*Tareas pendientes:*
1. Según la reseña sobre El agente topo, ¿de qué trata el documental?
2. Continúa la reseña sobre El agente topo a partir de donde se interrumpe.

*Extracto del documento:*

——————

Suspiros de España (y Portugal)
El agente topo
🌟🌟
Un documental sobre la vida en un asilo tiene poco recorrido
comercial. Muchos espectadores como yo, indolentes y embrutecidos, huimos del
melodrama como de la peste bubónica, y jamás nos asomaríamos a semejante propuesta porque hora y media de abandonos y
soledades, de premuertes y demencias, es mucho tiempo, y además hay demasiadas
tentaciones en la programación: el billar y las pelis, el fútbol y las seducciones...

——————

*Datos guardados:*

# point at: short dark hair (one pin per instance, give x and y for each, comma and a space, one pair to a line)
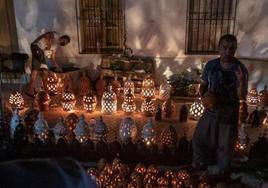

——————

*Resultados obtenidos:*
1. Trata sobre la vida en un asilo.

2.
Yo, la verdad sea dicha, no es que esté hecho de piedra, pero
he decidido preocuparme sólo por el sufrimiento inmediato, y no por los sufrimientos
presentes o futuros. A mí, ahora, lo que me conmueven son las historias sobre
cuarentones divorciados, y sobre veinteañeros en desempleo. Mi yo y mi legado. Mi
lucha diaria y mi comedero de cabeza. También, porque aún tengo madre, me preocupan
las señoras mayores que no están para ir a un asilo, pero que viven solas y se
comen mucho la cabeza. Y sobre todo, por encima de cualquier otro drama, me
preocupan los delanteros del Real Madrid que parecen la monda lironda cuando
los fichamos y luego se regatean a sí mismos, se enredan, se lesionan todo el rato
y fallan goles cantados ante porteros vencidos. Esos son mis cuatro pesares
actuales, las cuatro nubes de mi tormenta. Todo lo demás -el asilo que acecha
en las navidades futuras, por ejemplo- me interesa más bien poco.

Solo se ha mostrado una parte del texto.